* Teks Dokumen:
......

10 Alasan Mengapa Pasangan Keluarga Masa Kini Jarang Mau Punya Anak
Tujuan Menikah adalah meneruskan keturunan. Jadi konsepnya, jika sudah menikah, diharapkan bisa cepat punya momongan atau anak, yang kelak akan menjadi penerus keluarga kita.
Apakah konsep menikah itu masih relevan untuk masyarakat masa kini?
Bagi kebanyakan masyarakat di Indonesia, konsep menikah seperti itu masih berlaku. Tapi cobalah Anda lihat di negara tetangga seperti Singapura, Malaysia, Hong Kong, Jepang, Korea, atau bahkan ke negara yang lebih jauh seperti Eropa, Australia, dan Amerika. Kebanyakan pasangan muda di negara-negara tersebut belakangan ini sudah sangat jarang yang berpikir untuk punya anak. Mereka bahkan seperti tidak terlalu perduli untuk meneruskan keturunan keluarganya.
Tidak mengherankan jika beberapa negara kini mulai kuatir dengan demografi penduduk negara mereka karena penduduk berusia lanjut jauh lebih banyak dibandingkan anak-anak, penduduk muda (remaja), dan penduduk usia produktif.
Apa sebenarnya yang menyebabkan banyak pasangan muda masa kini yang jarang ingin punya momongan? Sebuah lembaga survei online melakukan survei terhadap ribuan pasangan muda di seluruh dunia, dan mereka menemukan sedikitnya 50 alasan yang membuat pasangan muda itu tidak mau punya anak. Dan saya akan tampilkan 10 alasan terbanyak dari pasangan tersebut.

......

* Bahan yang Diberikan:
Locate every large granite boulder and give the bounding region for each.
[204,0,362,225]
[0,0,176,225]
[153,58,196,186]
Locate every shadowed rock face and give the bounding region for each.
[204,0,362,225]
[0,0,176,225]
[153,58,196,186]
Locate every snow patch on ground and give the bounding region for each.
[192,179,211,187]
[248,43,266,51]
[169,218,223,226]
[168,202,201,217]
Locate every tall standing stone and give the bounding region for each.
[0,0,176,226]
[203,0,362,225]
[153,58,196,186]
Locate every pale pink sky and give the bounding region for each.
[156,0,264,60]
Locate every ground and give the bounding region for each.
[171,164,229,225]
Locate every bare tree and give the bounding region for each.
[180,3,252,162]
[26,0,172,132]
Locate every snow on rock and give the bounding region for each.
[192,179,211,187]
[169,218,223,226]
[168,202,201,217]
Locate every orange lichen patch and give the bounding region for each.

......

* Soal Tertulis:
Jawablah pertanyaan berikut berdasarkan artikel tentang pasangan muda yang jarang ingin punya anak.
(a) Apa tujuan menikah menurut artikel tersebut?
(b) Mengapa beberapa negara mulai kuatir dengan demografi penduduknya?
(c) Sedikitnya berapa alasan yang ditemukan oleh lembaga survei online?
Baris-baris tersebut tidak diperlukan untuk mengerjakan soal.

* Jawaban:
(a) Tujuan menikah adalah meneruskan keturunan.
(b) Penduduk berusia lanjut jauh lebih banyak dibandingkan anak-anak, penduduk muda (remaja), dan penduduk usia produktif.
(c) Sedikitnya 50 alasan.